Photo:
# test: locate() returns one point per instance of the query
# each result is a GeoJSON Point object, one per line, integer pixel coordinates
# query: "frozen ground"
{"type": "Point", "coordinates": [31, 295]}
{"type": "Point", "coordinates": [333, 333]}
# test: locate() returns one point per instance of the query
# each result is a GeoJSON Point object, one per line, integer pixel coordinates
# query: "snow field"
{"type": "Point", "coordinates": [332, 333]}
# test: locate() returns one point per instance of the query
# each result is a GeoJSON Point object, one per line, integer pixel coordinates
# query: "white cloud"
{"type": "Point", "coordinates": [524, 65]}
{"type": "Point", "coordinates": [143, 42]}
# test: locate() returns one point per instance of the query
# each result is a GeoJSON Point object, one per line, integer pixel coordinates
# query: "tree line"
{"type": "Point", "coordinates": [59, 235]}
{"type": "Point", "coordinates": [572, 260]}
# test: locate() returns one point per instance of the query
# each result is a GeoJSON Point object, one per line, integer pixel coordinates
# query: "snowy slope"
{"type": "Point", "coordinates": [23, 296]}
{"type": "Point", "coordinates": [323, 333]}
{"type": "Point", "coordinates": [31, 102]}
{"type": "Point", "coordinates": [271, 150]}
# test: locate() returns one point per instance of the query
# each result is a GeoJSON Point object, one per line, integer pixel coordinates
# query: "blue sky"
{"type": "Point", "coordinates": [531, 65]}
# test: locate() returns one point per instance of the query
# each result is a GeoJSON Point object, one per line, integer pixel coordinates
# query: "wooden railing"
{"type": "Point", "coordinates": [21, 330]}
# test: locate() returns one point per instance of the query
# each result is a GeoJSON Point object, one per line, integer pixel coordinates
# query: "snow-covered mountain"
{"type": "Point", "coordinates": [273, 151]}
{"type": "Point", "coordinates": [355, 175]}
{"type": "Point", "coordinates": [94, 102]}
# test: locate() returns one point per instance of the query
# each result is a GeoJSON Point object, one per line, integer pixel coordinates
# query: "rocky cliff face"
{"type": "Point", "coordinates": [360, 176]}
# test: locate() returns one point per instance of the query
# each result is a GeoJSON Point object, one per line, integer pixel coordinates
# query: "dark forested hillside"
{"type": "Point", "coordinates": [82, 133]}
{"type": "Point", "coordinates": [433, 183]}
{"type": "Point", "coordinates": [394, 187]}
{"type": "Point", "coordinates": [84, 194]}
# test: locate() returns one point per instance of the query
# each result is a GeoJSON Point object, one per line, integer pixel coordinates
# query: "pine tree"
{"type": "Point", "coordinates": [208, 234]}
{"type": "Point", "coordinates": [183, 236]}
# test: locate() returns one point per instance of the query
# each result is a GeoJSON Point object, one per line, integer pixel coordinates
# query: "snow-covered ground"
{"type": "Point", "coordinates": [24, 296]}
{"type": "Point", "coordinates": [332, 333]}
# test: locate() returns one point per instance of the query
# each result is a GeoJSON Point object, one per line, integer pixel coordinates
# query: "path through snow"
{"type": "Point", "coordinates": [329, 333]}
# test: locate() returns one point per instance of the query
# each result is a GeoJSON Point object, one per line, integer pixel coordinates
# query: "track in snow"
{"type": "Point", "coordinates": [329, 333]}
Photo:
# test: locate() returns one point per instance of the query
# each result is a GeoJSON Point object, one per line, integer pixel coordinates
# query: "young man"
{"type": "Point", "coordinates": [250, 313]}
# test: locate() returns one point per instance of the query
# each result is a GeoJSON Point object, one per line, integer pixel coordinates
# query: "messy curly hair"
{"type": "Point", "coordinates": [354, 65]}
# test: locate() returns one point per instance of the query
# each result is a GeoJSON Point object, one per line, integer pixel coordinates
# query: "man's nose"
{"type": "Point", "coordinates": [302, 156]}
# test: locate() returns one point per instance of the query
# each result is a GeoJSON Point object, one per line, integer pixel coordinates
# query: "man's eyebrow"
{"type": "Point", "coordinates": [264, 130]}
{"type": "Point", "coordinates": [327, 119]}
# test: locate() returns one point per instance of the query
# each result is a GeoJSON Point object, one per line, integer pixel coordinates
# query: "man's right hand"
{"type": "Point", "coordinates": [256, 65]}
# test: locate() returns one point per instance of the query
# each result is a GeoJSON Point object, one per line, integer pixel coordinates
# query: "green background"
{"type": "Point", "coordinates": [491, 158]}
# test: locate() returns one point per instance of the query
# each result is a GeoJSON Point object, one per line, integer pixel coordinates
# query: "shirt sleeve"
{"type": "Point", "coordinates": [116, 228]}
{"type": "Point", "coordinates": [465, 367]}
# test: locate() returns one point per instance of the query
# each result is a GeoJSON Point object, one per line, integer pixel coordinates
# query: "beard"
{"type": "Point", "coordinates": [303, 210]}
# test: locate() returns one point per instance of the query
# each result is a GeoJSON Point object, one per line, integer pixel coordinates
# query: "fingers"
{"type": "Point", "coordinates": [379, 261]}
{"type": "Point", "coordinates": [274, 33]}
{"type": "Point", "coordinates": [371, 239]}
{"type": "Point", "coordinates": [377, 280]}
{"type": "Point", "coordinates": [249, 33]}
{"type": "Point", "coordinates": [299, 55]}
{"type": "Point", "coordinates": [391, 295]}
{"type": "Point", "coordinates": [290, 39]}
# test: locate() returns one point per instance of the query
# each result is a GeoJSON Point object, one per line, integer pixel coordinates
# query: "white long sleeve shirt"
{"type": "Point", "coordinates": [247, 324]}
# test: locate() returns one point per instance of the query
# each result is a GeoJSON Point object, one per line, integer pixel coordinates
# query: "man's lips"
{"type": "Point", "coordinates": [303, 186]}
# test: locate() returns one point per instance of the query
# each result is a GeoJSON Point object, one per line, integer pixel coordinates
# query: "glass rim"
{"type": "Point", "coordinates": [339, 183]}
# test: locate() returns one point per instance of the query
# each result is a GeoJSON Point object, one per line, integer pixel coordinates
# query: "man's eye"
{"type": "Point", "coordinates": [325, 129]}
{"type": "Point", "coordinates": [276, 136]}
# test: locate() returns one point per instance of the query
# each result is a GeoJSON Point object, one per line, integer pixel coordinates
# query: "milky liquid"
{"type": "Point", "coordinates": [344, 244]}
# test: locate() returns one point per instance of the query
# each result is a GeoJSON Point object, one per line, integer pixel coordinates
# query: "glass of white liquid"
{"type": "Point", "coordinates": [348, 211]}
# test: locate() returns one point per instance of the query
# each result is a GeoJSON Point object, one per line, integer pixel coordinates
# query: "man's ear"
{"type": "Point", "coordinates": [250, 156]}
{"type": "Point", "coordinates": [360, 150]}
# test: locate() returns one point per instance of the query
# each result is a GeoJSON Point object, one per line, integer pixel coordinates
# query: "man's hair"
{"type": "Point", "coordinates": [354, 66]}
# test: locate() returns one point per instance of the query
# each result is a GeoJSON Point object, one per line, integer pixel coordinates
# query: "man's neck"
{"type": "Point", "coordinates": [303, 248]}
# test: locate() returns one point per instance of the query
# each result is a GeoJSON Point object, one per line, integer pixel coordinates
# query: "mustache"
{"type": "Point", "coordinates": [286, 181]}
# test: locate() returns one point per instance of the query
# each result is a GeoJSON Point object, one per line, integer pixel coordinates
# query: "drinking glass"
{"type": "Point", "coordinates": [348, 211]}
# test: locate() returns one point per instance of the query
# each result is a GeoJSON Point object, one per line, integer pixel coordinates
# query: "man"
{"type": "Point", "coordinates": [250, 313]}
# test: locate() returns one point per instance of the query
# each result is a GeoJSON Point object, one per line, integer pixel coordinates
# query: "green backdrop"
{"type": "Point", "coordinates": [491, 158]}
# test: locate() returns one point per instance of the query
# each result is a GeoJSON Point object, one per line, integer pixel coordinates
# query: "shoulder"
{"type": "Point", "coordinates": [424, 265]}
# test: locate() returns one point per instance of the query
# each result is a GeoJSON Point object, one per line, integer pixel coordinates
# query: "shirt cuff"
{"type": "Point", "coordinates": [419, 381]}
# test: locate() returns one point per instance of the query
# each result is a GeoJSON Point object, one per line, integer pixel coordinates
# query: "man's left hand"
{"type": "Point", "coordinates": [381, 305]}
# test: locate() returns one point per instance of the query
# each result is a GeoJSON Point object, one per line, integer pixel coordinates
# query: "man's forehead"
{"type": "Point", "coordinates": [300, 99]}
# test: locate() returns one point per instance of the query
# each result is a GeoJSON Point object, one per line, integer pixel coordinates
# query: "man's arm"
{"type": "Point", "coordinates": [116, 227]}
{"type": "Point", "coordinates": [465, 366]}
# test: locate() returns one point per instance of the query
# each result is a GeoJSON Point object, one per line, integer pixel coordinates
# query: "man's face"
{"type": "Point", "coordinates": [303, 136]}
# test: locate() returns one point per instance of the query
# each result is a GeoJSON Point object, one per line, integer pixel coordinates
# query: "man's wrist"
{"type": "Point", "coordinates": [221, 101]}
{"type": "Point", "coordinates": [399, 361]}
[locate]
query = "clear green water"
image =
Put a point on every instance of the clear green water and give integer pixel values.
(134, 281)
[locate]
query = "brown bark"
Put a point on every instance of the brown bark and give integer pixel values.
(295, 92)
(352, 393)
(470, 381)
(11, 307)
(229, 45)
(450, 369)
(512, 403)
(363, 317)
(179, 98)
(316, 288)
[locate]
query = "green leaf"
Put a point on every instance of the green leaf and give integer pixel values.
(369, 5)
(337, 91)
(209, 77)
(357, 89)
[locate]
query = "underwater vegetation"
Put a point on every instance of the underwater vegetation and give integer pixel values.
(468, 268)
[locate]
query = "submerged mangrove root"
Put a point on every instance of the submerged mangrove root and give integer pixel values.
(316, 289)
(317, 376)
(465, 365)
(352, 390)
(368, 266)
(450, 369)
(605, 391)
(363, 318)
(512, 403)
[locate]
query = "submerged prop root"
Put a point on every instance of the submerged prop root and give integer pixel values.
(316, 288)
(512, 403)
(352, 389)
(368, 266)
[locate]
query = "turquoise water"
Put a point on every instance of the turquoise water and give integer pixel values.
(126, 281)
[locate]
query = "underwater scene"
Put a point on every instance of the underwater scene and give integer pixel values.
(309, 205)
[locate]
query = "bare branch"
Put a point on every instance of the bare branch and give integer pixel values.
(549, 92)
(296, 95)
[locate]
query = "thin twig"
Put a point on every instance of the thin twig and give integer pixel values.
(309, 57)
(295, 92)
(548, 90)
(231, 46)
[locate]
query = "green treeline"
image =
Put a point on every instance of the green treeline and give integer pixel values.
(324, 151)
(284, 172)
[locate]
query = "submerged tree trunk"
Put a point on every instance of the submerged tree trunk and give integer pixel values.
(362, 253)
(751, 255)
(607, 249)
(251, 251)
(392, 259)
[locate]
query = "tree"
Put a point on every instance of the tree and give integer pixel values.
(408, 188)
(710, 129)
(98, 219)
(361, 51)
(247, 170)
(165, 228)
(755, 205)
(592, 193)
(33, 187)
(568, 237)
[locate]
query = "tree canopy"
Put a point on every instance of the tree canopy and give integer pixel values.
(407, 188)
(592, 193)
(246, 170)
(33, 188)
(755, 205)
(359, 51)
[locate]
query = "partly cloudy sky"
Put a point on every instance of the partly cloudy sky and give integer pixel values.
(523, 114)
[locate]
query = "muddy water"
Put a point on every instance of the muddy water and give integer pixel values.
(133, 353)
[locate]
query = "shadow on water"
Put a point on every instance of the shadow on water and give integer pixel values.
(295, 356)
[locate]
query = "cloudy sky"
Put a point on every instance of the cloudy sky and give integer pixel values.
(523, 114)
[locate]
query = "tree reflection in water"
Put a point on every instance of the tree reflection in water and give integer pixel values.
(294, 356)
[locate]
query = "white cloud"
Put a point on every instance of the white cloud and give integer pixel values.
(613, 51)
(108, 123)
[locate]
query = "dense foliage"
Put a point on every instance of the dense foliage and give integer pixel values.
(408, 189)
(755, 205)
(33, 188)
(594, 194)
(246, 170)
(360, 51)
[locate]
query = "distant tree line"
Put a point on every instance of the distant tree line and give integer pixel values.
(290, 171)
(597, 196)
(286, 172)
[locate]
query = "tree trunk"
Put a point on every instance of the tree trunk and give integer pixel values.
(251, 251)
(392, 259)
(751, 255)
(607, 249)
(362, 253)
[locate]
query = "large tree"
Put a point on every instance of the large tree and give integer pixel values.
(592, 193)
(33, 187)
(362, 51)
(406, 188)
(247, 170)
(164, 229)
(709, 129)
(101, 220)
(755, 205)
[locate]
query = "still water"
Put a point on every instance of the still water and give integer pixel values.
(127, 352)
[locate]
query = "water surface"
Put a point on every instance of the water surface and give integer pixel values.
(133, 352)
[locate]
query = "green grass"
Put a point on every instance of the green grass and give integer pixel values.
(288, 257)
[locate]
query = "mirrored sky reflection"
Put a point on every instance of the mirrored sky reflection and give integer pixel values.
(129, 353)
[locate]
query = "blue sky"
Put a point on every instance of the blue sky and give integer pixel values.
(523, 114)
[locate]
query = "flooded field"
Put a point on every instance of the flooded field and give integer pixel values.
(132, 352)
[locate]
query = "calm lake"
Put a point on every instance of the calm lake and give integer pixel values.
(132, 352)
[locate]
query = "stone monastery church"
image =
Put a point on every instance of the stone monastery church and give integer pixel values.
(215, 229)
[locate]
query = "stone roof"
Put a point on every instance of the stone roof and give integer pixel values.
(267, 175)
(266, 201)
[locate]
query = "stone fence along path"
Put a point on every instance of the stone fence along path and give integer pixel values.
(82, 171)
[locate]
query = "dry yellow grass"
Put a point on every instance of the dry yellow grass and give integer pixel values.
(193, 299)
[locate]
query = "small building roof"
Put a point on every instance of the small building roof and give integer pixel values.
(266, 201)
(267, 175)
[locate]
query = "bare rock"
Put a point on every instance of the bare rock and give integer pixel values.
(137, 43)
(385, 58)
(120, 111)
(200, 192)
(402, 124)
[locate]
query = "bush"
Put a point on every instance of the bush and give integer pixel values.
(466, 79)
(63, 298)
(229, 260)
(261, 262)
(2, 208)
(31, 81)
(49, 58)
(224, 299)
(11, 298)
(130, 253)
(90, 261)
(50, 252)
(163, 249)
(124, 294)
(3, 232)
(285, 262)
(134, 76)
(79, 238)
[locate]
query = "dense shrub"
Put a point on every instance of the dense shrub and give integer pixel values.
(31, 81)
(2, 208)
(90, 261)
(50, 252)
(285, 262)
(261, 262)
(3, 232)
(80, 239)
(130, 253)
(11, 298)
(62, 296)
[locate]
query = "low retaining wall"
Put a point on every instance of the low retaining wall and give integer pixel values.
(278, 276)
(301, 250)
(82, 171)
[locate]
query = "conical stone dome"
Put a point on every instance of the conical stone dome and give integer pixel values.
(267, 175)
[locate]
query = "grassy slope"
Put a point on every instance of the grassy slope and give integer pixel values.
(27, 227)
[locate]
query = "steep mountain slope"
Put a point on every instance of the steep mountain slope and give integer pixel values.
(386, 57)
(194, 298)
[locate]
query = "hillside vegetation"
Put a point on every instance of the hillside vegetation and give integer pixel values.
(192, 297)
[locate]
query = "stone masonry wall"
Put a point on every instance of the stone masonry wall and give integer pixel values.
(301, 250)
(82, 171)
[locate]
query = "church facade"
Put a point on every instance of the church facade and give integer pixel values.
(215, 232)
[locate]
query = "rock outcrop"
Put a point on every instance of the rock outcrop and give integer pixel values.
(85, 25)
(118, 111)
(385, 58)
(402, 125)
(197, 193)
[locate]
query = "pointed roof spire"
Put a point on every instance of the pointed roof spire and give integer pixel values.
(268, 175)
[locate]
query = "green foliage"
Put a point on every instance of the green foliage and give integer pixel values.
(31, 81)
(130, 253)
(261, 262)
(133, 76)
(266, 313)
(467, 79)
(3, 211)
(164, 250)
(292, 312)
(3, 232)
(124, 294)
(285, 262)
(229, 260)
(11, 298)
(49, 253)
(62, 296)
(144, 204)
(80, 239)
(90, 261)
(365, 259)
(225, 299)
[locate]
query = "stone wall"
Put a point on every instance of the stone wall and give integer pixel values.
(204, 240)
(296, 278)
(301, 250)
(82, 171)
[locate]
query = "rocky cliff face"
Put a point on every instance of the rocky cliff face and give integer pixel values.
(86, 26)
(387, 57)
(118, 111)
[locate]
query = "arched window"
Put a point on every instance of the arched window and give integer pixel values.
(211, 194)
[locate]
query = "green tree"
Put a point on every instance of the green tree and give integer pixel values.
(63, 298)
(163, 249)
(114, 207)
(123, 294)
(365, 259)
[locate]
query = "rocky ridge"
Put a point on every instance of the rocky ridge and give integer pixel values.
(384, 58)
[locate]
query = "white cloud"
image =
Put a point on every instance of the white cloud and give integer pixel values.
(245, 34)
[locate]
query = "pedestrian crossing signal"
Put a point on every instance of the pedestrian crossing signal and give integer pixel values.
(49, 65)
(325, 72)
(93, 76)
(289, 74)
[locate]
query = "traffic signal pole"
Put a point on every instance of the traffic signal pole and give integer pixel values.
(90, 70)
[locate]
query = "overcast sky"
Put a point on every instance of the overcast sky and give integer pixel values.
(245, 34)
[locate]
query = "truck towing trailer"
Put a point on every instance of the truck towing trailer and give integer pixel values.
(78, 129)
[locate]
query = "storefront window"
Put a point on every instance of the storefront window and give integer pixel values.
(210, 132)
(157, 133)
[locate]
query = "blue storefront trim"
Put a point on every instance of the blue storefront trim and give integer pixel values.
★ ★ ★ ★ ★ ★ ★
- _Aim of the task_: Extract from the listing above each line that contains the word "mirrored", and copy those lines in order.

- _Reply to the task_:
query = "mirrored sky reflection"
Put a point on every instance of the mirrored sky reflection and give integer pixel values.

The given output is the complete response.